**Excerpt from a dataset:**
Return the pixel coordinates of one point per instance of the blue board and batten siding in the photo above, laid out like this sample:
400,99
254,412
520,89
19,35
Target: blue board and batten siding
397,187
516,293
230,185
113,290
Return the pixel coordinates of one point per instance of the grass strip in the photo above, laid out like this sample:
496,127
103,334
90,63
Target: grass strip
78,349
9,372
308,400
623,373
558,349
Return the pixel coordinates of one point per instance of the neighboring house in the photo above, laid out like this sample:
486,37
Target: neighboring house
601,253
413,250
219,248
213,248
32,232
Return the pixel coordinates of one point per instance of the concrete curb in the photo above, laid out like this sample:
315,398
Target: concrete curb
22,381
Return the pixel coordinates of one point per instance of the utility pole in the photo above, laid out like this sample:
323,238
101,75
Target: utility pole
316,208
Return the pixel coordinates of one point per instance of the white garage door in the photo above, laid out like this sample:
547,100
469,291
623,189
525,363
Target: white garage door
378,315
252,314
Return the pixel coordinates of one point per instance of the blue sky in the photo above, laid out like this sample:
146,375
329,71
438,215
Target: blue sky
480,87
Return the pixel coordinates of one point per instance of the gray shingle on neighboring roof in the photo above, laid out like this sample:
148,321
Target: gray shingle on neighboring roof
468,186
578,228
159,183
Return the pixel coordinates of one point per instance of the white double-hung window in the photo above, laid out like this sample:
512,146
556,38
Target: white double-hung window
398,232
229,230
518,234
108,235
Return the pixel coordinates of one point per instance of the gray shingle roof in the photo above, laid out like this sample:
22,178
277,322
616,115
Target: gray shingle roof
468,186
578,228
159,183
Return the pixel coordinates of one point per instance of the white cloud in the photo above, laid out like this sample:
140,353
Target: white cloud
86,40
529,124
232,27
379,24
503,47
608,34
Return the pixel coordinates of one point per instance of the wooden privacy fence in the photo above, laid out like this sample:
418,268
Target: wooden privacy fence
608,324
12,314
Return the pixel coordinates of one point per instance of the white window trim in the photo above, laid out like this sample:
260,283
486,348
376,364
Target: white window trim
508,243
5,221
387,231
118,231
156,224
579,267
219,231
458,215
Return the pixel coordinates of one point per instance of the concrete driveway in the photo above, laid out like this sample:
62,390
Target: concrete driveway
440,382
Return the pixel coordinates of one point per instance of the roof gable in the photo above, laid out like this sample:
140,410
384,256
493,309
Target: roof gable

**Exercise:**
Repeat, with no changes, each line from the one with "of the utility" to the end of the listing, including both ends and nothing else.

**Solution to this exercise:**
Return the pixel coordinates of one point per instance of the utility pole in the photo above, laid out like this sample:
323,238
101,75
Target: utility pole
316,208
Return the pixel coordinates of one point per instance of the white garage door in the photo above, laid out like this sample:
547,100
469,291
623,189
525,363
Target: white garage door
378,315
252,314
Return the pixel coordinates of one point per instance of the blue sky in the photo above, laid out like this sample:
146,375
329,71
438,215
Target: blue sky
480,87
Return the pixel coordinates of one point per instance of the gray shingle on neighboring roof in the photo above, laid out like this sample:
148,321
Target: gray shingle on neighboring roof
468,186
578,228
159,183
Return the pixel coordinates of one point per instance of the white double-hung window in the photo above, laid out like this sample:
512,146
556,38
Target: white double-hung window
398,232
229,230
518,234
108,235
Return the pixel coordinates of one point per instance of the gray shingle roof in the photo above, laid out like this sample:
22,178
277,322
616,115
Target: gray shingle roof
468,186
578,228
159,183
Return the pixel coordinates of one point per instance of the white cloud in the photo above, laid out like this sample:
140,353
Target: white cloud
86,40
529,124
232,27
379,24
503,47
608,34
Return the pixel coordinates of one point per instance of the wooden privacy fence in the photo above, laid out like this sample:
418,268
Target: wooden privacy fence
608,324
12,314
Return the pixel coordinates of one point per instance of the white window trim in the photo above, laid out like this sample:
260,283
486,348
376,364
Target: white window trim
508,243
5,221
387,231
118,231
156,224
579,267
219,231
458,215
Return the pixel coordinates of one point per instance of the concrete driveway in the photo above, laid out like this sample:
62,390
Target: concrete driveway
440,382
Return the pixel coordinates of one point per instance of the roof gable in the photo above, laid out like this sample:
140,410
384,256
493,309
Target: roof gable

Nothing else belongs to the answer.